_Task objective_
Extract every line below that contains the word "building", copying each one in full.

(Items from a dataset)
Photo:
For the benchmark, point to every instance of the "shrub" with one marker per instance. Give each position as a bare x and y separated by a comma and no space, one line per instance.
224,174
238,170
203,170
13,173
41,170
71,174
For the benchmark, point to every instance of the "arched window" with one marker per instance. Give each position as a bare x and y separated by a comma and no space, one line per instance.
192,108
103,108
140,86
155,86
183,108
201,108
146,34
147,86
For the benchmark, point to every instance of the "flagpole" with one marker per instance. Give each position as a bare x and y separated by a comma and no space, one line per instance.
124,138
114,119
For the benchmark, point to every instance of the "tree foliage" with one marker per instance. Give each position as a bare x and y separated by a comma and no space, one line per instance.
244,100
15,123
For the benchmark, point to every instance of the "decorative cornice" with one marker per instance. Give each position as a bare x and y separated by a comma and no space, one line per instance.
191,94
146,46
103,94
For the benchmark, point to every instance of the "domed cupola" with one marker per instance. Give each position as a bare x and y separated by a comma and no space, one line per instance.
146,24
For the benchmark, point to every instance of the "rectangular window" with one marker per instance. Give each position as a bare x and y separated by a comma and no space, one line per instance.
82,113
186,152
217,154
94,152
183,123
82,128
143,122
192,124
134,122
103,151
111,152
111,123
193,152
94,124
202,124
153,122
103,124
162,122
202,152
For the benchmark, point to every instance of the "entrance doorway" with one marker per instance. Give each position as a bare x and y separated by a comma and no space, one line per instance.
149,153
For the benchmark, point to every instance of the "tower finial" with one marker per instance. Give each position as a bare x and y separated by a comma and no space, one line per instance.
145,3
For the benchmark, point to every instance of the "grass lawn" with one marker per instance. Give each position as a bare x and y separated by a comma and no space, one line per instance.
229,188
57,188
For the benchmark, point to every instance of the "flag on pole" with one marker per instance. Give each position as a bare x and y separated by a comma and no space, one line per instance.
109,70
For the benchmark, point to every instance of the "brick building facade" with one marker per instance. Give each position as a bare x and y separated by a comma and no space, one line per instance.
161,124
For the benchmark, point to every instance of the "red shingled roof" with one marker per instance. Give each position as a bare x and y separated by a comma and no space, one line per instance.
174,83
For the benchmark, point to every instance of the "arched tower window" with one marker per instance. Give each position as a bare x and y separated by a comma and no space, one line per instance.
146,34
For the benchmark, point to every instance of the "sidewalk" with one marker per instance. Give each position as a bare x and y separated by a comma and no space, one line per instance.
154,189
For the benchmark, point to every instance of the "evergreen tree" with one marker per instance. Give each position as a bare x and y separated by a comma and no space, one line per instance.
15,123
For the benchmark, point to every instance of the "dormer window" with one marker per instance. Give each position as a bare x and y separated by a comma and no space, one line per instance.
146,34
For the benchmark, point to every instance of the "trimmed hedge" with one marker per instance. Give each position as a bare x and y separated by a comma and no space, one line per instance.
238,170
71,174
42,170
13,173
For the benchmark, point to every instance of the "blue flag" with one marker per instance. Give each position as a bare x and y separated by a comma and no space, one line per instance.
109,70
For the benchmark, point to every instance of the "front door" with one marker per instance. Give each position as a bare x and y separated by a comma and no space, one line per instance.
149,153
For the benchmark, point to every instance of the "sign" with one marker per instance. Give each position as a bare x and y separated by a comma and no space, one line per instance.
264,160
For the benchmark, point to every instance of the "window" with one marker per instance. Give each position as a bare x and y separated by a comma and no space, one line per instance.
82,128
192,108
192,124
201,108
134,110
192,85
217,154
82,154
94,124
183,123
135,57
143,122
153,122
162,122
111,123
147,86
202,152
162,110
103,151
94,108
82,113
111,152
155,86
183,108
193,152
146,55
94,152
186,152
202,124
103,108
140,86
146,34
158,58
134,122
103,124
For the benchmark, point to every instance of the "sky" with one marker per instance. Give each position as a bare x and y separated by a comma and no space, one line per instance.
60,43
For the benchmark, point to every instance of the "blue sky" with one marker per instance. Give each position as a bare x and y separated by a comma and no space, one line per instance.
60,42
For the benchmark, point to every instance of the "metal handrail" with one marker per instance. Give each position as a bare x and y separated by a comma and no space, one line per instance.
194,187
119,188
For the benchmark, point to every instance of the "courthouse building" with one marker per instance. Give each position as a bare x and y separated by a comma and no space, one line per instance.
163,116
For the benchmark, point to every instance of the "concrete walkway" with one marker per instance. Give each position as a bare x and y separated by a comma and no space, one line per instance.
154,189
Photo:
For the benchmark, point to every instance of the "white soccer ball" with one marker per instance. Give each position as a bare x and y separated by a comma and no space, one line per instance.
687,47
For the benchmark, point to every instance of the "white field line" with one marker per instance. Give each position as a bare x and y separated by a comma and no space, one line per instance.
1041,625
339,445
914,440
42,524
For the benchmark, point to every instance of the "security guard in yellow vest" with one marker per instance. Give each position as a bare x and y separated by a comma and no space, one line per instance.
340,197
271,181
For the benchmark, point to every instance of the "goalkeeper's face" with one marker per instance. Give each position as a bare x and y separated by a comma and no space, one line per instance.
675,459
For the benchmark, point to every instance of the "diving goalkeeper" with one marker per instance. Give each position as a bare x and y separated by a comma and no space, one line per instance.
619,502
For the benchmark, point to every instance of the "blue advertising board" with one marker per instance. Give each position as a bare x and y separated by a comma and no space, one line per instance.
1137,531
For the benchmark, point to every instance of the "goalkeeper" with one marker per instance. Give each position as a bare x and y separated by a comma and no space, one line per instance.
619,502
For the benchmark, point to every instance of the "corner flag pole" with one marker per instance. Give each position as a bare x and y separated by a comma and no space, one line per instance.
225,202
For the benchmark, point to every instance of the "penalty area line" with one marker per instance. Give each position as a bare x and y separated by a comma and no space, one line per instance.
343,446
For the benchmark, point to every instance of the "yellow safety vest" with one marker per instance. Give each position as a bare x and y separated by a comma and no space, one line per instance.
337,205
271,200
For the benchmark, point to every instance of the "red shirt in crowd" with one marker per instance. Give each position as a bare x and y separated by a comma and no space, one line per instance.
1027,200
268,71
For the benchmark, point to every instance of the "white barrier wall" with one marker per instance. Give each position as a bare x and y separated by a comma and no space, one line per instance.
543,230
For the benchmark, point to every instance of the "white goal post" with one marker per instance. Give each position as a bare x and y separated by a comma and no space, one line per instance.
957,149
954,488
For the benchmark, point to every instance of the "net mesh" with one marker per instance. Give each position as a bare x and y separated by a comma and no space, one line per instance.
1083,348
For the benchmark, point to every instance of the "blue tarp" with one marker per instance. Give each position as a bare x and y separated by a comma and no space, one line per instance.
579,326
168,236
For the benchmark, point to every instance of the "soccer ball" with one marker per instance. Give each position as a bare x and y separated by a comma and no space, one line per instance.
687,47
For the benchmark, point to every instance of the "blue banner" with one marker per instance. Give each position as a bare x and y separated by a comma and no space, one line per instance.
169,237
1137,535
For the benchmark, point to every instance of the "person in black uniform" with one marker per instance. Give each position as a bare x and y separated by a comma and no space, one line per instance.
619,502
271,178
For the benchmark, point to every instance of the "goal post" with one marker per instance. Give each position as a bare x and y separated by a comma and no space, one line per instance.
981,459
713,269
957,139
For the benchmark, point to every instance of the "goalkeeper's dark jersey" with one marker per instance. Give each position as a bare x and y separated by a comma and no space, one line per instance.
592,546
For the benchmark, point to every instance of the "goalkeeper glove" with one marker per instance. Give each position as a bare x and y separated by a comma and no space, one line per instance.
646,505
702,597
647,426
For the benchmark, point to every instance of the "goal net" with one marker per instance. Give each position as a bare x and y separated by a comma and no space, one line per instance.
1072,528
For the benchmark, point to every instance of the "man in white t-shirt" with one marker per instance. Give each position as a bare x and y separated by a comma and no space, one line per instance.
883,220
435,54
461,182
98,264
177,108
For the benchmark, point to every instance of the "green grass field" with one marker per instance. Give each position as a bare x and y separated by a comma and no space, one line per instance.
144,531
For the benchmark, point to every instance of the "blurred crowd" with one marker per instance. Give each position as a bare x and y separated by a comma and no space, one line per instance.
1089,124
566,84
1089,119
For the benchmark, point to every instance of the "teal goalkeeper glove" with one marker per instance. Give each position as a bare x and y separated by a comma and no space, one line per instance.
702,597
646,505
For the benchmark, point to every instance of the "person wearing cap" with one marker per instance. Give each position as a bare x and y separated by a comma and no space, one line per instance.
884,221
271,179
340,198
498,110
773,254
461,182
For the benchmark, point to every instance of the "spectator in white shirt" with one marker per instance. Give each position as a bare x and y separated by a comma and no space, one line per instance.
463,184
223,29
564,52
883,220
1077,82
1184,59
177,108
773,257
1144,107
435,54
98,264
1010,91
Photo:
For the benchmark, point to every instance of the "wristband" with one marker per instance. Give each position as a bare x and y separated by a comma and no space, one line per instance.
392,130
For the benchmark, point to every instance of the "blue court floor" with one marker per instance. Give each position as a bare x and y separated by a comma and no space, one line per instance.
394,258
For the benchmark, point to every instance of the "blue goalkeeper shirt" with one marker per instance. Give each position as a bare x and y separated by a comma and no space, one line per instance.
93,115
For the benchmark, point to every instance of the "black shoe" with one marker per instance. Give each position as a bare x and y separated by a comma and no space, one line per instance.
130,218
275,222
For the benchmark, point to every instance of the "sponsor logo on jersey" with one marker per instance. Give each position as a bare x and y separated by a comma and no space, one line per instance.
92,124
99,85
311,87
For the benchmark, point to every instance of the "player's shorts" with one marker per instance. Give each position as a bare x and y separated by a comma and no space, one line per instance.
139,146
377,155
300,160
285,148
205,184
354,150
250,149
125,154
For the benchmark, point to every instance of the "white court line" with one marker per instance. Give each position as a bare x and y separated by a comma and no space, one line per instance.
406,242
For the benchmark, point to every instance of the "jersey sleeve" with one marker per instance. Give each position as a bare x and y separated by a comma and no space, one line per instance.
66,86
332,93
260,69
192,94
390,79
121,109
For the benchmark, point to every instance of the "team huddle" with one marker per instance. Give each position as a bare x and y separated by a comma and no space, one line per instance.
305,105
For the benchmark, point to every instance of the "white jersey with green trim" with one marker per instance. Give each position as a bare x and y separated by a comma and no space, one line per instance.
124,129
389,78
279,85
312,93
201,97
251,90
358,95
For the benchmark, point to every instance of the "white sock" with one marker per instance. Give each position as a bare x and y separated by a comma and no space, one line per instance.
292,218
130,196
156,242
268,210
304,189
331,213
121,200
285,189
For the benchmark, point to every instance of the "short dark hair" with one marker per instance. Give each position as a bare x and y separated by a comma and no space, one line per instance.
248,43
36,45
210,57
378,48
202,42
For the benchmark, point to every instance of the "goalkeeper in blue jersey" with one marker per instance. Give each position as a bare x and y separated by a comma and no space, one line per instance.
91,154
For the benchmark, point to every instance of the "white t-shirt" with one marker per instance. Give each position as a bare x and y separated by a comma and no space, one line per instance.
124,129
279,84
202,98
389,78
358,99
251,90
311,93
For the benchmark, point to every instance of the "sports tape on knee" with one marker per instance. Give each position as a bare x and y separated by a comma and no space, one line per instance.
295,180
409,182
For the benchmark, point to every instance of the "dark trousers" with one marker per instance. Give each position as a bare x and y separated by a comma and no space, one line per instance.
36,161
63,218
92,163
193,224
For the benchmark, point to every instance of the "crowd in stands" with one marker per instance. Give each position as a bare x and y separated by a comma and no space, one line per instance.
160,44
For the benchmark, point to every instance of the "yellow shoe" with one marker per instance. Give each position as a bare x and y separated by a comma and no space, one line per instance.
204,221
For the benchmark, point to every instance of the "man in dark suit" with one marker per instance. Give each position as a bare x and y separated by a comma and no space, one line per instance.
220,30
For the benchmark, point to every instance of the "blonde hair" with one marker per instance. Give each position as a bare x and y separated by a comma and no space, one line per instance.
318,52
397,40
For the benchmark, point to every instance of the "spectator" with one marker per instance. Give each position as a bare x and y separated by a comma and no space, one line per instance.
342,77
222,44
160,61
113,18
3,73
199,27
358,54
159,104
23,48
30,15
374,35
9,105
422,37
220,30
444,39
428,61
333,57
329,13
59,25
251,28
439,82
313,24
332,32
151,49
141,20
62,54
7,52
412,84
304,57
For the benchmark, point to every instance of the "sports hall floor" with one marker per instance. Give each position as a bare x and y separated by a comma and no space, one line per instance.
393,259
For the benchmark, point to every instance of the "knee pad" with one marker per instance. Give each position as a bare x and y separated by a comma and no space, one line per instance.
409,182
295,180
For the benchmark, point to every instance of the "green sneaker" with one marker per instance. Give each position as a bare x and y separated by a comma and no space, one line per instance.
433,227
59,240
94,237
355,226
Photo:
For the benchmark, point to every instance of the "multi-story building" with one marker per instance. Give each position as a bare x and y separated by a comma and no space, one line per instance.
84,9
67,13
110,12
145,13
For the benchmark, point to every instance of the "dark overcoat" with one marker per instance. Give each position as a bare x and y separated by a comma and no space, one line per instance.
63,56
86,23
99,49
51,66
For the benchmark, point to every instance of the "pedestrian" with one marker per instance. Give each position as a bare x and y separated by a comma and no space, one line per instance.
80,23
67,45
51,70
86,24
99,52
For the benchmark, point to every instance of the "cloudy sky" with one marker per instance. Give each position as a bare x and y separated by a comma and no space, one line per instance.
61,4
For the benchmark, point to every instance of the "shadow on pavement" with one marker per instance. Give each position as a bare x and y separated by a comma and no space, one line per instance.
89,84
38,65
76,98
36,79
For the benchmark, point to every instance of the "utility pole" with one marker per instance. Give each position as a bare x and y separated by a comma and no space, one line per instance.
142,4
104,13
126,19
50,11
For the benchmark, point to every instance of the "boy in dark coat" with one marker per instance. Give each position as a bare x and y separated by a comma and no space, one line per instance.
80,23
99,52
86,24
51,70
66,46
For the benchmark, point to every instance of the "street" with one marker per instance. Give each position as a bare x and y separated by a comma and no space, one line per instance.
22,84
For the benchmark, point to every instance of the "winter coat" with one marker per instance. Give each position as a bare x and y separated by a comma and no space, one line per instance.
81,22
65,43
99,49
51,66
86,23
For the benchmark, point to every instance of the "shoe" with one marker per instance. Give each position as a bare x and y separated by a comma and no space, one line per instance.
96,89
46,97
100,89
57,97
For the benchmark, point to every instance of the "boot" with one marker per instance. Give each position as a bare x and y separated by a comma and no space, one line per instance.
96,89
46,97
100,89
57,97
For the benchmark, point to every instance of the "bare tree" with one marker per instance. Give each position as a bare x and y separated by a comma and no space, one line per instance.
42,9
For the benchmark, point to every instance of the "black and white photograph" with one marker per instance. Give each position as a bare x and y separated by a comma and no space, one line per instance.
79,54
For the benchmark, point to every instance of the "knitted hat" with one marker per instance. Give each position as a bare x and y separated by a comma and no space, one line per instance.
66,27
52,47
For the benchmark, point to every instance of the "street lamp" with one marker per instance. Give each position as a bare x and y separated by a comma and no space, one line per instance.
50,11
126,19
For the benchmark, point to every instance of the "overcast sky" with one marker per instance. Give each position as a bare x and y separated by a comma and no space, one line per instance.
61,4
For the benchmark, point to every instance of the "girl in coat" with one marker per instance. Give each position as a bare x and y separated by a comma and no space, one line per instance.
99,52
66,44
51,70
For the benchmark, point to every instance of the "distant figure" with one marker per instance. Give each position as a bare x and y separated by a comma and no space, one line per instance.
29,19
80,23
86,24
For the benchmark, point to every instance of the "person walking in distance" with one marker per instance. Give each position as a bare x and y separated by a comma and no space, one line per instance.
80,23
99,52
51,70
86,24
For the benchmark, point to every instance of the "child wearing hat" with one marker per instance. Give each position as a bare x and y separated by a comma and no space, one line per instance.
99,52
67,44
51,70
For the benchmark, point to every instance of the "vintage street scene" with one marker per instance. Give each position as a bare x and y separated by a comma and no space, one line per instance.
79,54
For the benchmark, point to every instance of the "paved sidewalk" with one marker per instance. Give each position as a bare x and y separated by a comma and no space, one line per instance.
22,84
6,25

_The response_
For the benchmark, point to every instance of the "brick building facade" with one marker per instance. Give each position as a bare x and y separated by a comma and no space, one line per instance.
For the benchmark, point to every instance of the "courthouse building" with one marker per instance. Give each position as a bare x and y separated by a comma and no space, one line per instance.
For the benchmark, point to every instance of the "multi-story building" with one marker per instance. Give each position as a bare x and y separated by a comma and no space, one line per instance.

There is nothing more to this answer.